**Dataset excerpts**:
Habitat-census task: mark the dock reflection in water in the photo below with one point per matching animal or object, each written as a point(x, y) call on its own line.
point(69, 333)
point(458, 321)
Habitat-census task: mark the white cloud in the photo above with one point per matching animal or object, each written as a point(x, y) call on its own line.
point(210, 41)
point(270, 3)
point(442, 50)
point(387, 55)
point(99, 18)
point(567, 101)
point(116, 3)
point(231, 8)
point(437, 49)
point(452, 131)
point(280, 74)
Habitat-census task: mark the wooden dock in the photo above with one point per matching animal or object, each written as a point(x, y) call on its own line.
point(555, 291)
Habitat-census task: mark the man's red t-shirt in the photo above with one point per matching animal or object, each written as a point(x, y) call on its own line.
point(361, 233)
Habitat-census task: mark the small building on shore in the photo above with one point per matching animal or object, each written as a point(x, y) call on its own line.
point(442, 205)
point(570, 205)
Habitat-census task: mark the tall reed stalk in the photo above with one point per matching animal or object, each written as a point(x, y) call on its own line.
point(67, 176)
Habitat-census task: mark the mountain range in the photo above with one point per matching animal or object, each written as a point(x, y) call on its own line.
--
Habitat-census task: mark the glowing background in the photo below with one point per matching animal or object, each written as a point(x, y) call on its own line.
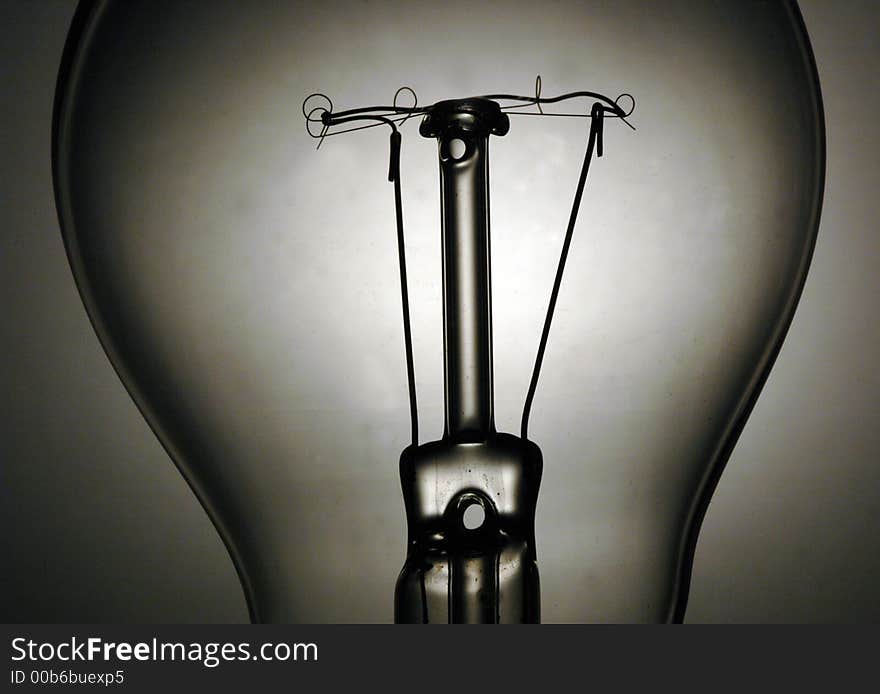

**What the exercise asks**: Extract the lines starting with the one containing "Habitat-census task: mark the wooden" and ending with the one containing "Habitat-census task: mark the mountain", both included, reproducing them with no changes.

**The output**:
Habitat-census task: mark the wooden dock in the photo above with one point per matching animal or object, each written as a point(x, y) call on its own line.
point(555, 291)
Habitat-census task: mark the man's red t-shirt in the photo above with one point per matching animal or object, each written as a point(x, y) call on its own line.
point(361, 233)
Habitat-census task: mark the small building on shore in the photo above with one point per matching animal or object, each written as a point(x, y) call on its own line.
point(442, 205)
point(570, 205)
Habitat-census task: mark the tall reed stalk in the photo above with one point per matching animal or object, each written as a point(x, y) call on its own line.
point(67, 176)
Habitat-census task: mark the mountain range in the photo above with one point per matching animal or object, each written as a point(x, y) call on its own line.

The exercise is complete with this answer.